-- Begin MATERIAL FOR THIS TASK --

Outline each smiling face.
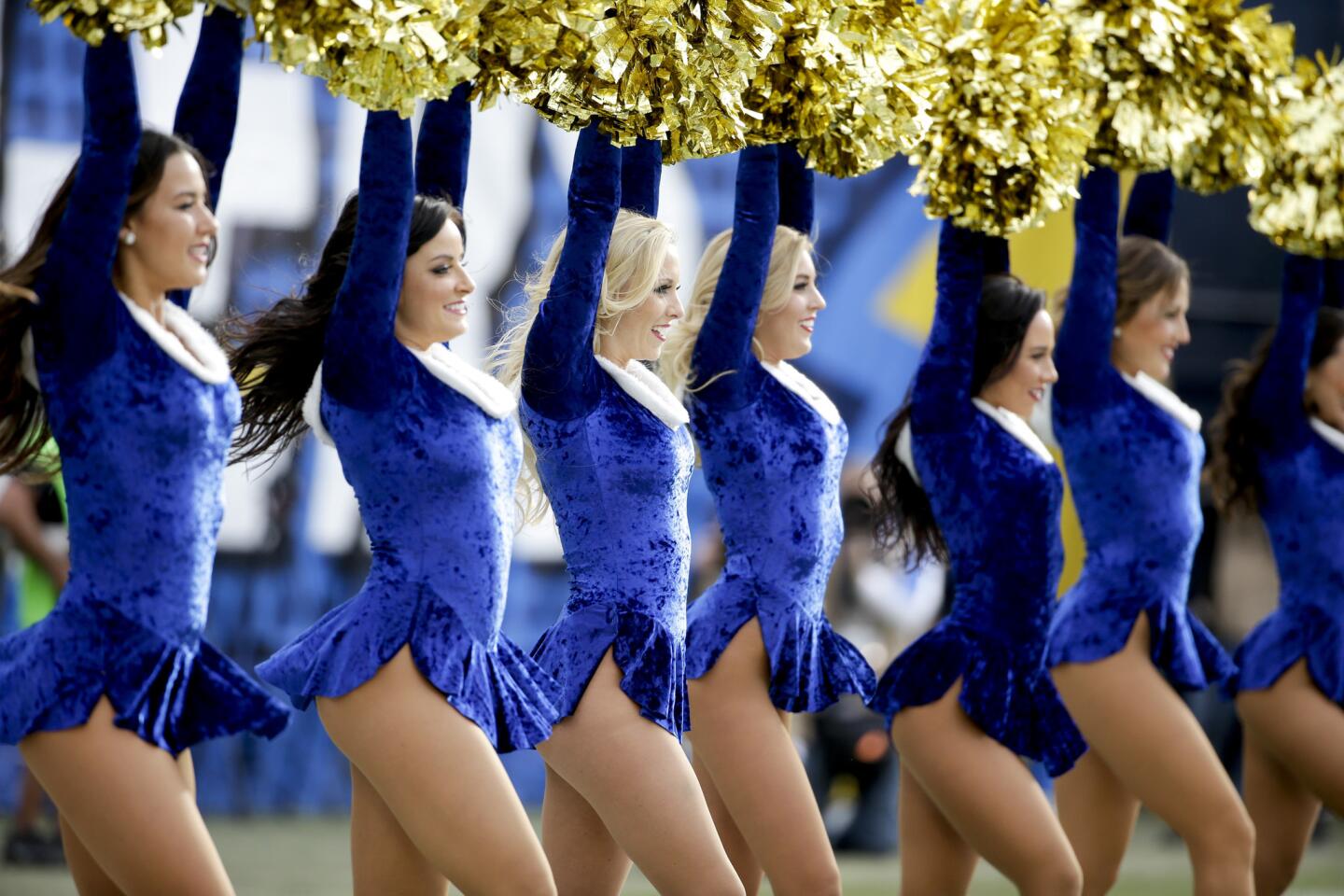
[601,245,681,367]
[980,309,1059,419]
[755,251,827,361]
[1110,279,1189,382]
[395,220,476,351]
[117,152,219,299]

-- End MATERIAL FOR THIS TASK --
-- Begin MATERIAL FOR THIS TASK --

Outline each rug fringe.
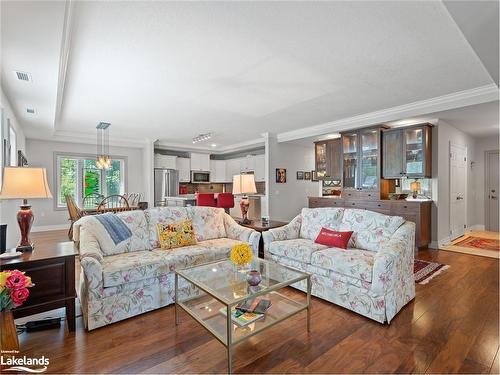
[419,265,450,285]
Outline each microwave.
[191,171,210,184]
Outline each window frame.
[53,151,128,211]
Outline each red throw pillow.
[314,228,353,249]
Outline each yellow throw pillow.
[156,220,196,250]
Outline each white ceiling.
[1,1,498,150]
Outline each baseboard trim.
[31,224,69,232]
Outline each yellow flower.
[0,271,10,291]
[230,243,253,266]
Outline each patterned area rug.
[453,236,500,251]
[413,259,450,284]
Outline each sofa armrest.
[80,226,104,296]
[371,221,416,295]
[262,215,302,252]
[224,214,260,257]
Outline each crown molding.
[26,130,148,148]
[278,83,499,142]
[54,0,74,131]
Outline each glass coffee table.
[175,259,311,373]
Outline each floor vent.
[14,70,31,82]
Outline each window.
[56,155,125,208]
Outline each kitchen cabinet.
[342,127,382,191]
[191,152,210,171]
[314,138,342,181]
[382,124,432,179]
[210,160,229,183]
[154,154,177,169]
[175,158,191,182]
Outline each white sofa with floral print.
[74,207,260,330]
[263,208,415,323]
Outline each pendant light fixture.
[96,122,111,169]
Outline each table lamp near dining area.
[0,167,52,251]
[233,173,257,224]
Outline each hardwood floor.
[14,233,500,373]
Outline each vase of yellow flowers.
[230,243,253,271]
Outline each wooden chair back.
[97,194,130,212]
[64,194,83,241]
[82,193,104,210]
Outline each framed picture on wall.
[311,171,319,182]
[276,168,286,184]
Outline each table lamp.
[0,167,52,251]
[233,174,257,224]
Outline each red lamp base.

-- End MATERIAL FOR THIS TASK --

Copy the lines above verbatim, beginning with the line that contains "Outline each hardwood floor." and continuing through the line that contains "Outline each red lamp base.", with both of those lines included.

WRITTEN RESPONSE =
Outline each hardwood floor.
[14,233,500,373]
Outline each vase of yellow flowers.
[230,243,253,271]
Outline each wooden chair back.
[97,194,130,212]
[64,194,83,241]
[82,193,104,210]
Outline each framed picture on wall.
[311,171,319,182]
[276,168,286,184]
Outline each table lamp.
[0,167,52,251]
[233,174,257,224]
Outline each red lamp base.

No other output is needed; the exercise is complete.